The problem: Copy the records exactly. Include every line.

Data for analysis:
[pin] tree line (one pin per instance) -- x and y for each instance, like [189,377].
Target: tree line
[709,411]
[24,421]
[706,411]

Response:
[pin] tree line (one pin per instance) -- x and y for each instance, like [189,377].
Target: tree line
[709,411]
[24,421]
[706,411]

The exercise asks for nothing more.